■ Given task:
Convert every line of the entries below into a JSON list of strings, one string per line, and leave out any blank lines.
▶
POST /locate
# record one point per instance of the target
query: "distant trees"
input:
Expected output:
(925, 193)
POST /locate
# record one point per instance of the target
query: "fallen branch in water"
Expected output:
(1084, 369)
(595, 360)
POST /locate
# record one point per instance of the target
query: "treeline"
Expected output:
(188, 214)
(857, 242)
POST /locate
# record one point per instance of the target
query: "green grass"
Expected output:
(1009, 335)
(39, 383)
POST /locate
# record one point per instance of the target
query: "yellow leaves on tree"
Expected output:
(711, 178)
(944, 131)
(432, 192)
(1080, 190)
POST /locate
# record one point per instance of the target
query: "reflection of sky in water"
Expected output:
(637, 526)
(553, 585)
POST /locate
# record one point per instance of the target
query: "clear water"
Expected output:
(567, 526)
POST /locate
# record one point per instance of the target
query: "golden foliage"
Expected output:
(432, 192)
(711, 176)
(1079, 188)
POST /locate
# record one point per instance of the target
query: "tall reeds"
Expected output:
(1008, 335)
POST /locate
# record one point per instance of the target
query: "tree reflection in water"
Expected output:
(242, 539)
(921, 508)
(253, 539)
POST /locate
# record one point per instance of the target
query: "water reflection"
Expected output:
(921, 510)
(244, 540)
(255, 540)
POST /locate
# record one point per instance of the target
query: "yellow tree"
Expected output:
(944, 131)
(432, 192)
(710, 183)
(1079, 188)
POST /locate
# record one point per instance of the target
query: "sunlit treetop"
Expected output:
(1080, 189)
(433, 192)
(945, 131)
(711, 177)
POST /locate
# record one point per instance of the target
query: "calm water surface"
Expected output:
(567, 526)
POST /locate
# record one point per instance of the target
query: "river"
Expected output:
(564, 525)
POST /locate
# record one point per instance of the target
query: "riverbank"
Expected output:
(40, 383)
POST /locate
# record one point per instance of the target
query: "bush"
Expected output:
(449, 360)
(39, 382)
◀
■ Output for this task:
[
  "POST /locate",
  "# record one point per instance of the target",
  "query: \"distant trees\"",
  "input:",
  "Expected output:",
  "(925, 193)",
  "POST /locate",
  "# record one point per instance of the target",
  "query: \"fallen branch in water\"",
  "Expected output:",
  "(1084, 369)",
  "(595, 360)",
  "POST /locate",
  "# record one point per instance of the target",
  "query: \"treeline\"",
  "Expected output:",
  "(188, 214)",
  "(857, 242)",
  "POST /locate",
  "# record one point per instance of the target",
  "query: \"green grass\"",
  "Expected output:",
  "(1009, 335)",
  "(39, 383)",
  "POST /locate",
  "# record one point per instance of the target",
  "query: \"yellow leaves on tree\"",
  "Expected output:",
  "(711, 178)",
  "(944, 131)",
  "(432, 192)",
  "(1080, 190)",
  "POST /locate",
  "# record one point per instance of the target",
  "query: \"reflection of sky in water\"",
  "Expected output:",
  "(637, 526)",
  "(553, 585)",
  "POST /locate",
  "# record one point per instance of the target",
  "query: \"clear water\"",
  "Expected output:",
  "(567, 526)",
  "POST /locate",
  "# record one point per instance of the target",
  "query: \"golden foliage\"",
  "Expected output:",
  "(432, 192)",
  "(711, 176)",
  "(1079, 188)",
  "POST /locate",
  "# record one point per instance of the target",
  "query: \"tall reeds\"",
  "Expected output:",
  "(1008, 335)",
  "POST /locate",
  "# record one point per instance of the target",
  "query: \"tree reflection in water\"",
  "Expected output:",
  "(242, 539)",
  "(921, 508)",
  "(253, 539)",
  "POST /locate",
  "# record one point per instance of the target",
  "query: \"water reflection\"",
  "Expected output:",
  "(921, 510)",
  "(244, 540)",
  "(255, 540)",
  "POST /locate",
  "# record one point per instance of the target",
  "query: \"yellow tree\"",
  "Expected output:",
  "(944, 131)",
  "(432, 192)",
  "(710, 183)",
  "(1079, 188)",
  "POST /locate",
  "# record one point per instance of the target",
  "query: \"sunlit treetop\"",
  "Expected output:",
  "(1080, 189)",
  "(433, 192)",
  "(945, 131)",
  "(711, 177)",
  "POST /locate",
  "# record one point per instance of the target",
  "query: \"calm water surface\"",
  "Expected output:",
  "(567, 526)",
  "POST /locate",
  "# record one point per instance of the target",
  "query: \"river\"",
  "Expected output:",
  "(564, 525)",
  "POST /locate",
  "# record one point per instance of the target",
  "query: \"riverbank\"",
  "Expected output:",
  "(40, 383)",
  "POST /locate",
  "# record one point per instance of the target",
  "query: \"bush\"",
  "Expected output:",
  "(449, 360)",
  "(39, 382)"
]